● Data extract:

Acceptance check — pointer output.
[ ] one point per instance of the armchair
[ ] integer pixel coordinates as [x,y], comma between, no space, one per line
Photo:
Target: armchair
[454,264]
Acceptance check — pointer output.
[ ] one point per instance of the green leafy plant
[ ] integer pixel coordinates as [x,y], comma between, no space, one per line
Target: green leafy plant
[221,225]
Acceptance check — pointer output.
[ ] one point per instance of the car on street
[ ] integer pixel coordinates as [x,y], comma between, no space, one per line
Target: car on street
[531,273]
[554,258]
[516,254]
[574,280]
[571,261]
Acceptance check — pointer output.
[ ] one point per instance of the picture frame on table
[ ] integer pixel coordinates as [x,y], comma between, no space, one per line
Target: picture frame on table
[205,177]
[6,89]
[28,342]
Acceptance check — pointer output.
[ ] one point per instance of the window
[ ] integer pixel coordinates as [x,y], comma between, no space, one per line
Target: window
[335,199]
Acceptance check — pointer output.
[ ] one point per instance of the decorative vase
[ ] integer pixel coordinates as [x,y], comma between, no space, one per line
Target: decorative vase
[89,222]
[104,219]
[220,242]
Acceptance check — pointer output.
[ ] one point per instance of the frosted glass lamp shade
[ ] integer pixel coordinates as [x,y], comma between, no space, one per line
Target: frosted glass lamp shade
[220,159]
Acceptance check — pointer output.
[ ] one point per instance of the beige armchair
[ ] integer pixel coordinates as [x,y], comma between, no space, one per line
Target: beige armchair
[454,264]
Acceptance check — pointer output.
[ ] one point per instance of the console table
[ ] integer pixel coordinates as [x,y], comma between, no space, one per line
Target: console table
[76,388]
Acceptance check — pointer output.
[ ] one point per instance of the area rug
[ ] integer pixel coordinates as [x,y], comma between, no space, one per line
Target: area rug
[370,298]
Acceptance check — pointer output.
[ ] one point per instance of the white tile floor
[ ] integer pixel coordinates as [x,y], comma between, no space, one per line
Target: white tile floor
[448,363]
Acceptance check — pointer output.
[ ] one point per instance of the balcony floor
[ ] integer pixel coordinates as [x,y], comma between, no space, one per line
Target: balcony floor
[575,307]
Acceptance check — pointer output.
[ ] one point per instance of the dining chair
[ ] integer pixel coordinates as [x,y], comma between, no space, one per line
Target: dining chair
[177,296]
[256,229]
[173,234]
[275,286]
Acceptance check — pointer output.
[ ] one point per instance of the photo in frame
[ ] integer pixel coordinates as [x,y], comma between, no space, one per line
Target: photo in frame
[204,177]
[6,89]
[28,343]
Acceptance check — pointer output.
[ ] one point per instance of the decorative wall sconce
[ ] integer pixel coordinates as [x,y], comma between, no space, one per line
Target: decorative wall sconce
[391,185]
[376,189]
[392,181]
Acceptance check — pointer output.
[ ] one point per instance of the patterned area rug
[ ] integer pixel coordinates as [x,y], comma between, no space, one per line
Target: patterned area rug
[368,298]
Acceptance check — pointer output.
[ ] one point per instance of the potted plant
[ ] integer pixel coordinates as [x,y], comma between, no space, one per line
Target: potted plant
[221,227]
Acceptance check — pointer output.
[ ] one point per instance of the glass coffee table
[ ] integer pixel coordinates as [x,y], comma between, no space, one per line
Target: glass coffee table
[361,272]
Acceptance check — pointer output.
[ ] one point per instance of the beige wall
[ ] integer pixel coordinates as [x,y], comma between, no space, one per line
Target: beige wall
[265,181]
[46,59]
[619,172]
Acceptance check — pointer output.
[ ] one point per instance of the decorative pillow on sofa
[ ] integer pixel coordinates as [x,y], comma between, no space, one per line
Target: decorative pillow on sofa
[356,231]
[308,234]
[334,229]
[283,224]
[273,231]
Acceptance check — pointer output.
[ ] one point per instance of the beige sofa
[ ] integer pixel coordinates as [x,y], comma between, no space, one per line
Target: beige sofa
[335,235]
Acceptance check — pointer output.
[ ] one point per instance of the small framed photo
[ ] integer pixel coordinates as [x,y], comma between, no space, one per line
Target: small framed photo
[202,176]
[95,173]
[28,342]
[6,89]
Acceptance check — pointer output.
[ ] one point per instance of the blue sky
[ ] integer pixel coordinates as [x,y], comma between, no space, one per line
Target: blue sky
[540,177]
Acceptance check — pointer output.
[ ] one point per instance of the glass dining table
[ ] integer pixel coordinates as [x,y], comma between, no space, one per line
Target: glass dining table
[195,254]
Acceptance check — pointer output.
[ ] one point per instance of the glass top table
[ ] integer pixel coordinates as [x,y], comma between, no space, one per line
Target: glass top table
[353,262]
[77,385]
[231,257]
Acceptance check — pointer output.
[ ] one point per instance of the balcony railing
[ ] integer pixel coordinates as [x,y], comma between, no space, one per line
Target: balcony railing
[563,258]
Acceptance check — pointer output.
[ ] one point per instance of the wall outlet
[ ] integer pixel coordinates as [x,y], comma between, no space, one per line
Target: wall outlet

● Exercise details: Set down the whole listing exactly.

● Output for this task:
Acceptance check — pointer output.
[ ] one point per instance of the armchair
[ ] integer pixel coordinates as [x,y], comma between, no space, one per line
Photo:
Target: armchair
[454,264]
Acceptance check — pointer output.
[ ] one point per instance of the green leafy plant
[ ] integer pixel coordinates as [x,y], comma between, no space, one per line
Target: green leafy plant
[221,225]
Acceptance check — pointer output.
[ ] one point per instance of the car on street
[ ] integer pixel coordinates as [x,y], comma between, no space, one per line
Target: car on street
[531,273]
[554,258]
[516,254]
[574,280]
[571,261]
Acceptance check — pointer output.
[ ] one point per instance of the picture frame on table
[ ] integer pixel coordinates as [x,y], comma between, no space, one per line
Target: picture frame on table
[205,177]
[6,89]
[28,342]
Acceptance check — pointer output.
[ ] one point per instance of the window
[ ] integer pixel coordinates as [x,y], comma between, no space, one per line
Target: window
[335,199]
Acceptance check — pointer output.
[ ] one point per instance of the decorative vase
[ ] integer pixel coordinates as [x,y], comma between, no space, one per line
Target: decorative vase
[89,222]
[104,219]
[220,242]
Acceptance check — pointer output.
[ ] one point per instance of the frosted glass lamp shade
[ ] integer pixel coordinates as [x,y], comma between, no space, one per line
Target: frosted glass lamp shade
[220,159]
Acceptance check — pointer output.
[ ] one point per instance of the beige armchair
[ ] integer pixel coordinates as [x,y], comma between, no space, one per line
Target: beige armchair
[454,264]
Acceptance check — pointer output.
[ ] one point per instance of the console table
[ ] integer pixel coordinates as [x,y], comma between, no space, one per line
Target: console table
[76,388]
Acceptance check — pointer output.
[ ] one point per instance of the area rug
[ ] integer pixel coordinates as [x,y], comma between, no space, one per line
Target: area rug
[370,298]
Acceptance check — pointer output.
[ ] one point per instance of the white tile floor
[ ] integer pixel coordinates as [x,y], comma between, no space, one per line
Target: white tile floor
[448,363]
Acceptance check — pointer output.
[ ] one point per instance of the balcony floor
[ ] integer pixel coordinates as [x,y], comma between, no space, one per line
Target: balcony floor
[575,307]
Acceptance check — pointer output.
[ ] one point per instance of the dining chair
[ ] integer pixel coordinates as [x,y], comma between, no space, one per line
Target: dining chair
[177,296]
[256,229]
[173,234]
[275,286]
Acceptance check — pointer output.
[ ] one point per instance of the photo in frame
[ ] integer pixel coordinates as [x,y], comma between, no space, one per line
Target: photo in frame
[204,177]
[6,89]
[28,343]
Acceptance check — pointer output.
[ ] one point per instance of the decorative wall sconce
[ ] integer pixel coordinates as [x,y], comma between, no space, one per line
Target: decorative wall sconce
[391,185]
[376,189]
[392,181]
Acceptance check — pointer output.
[ ] one point per instance of the patterned area rug
[ ] integer pixel coordinates as [x,y], comma between, no space, one per line
Target: patterned area rug
[368,298]
Acceptance check — pointer output.
[ ] one point per instance of the potted plant
[ ] integer pixel coordinates as [x,y], comma between, no space, one per line
Target: potted plant
[221,227]
Acceptance check — pointer output.
[ ] one point per instance of the glass coffee table
[ ] integer pixel coordinates as [x,y], comma between, no space, one per line
Target: glass coffee table
[361,272]
Acceptance check — pointer output.
[ ] one point per instance of the beige wall
[ ] integer pixel coordinates as [x,y], comma between, no space, one per line
Target: beige wall
[265,181]
[46,59]
[619,172]
Acceptance check — pointer output.
[ ] one point per instance of the decorative pillow on sofa
[ ] integer pixel coordinates as [x,y], comma between, no space, one per line
Target: decorative pillow on sofa
[356,231]
[308,234]
[334,229]
[283,224]
[273,231]
Acceptance check — pointer output.
[ ] one point per instance of the beige sofa
[ ] integer pixel coordinates as [x,y], comma between, no space, one per line
Target: beige sofa
[335,235]
Acceptance check — pointer output.
[ ] one point per instance of the small framed photo
[ ] integer pixel coordinates as [x,y], comma between, no space, one per line
Target: small framed photo
[202,176]
[95,173]
[28,342]
[6,89]
Acceptance check — pointer output.
[ ] one point per instance of the blue sky
[ ] integer pixel coordinates as [x,y], comma between, no space, one per line
Target: blue sky
[540,177]
Acceptance check — pointer output.
[ ] one point per instance of the glass dining table
[ ] integer pixel coordinates as [x,y], comma between, no space, one per line
Target: glass dining table
[195,254]
Acceptance check — pointer output.
[ ] one point per instance of the glass top table
[ ] integer pixel coordinates as [x,y], comma between, no space, one per line
Target: glass top table
[353,262]
[77,385]
[231,257]
Acceptance check — pointer output.
[ ] one point per instance of the balcony railing
[ ] integer pixel coordinates as [x,y], comma between, no space, one per line
Target: balcony railing
[563,258]
Acceptance check — pointer output.
[ ] one point per instance of the wall outlet
[ ] integer pixel coordinates as [x,y], comma between, no space, one per line
Target: wall outlet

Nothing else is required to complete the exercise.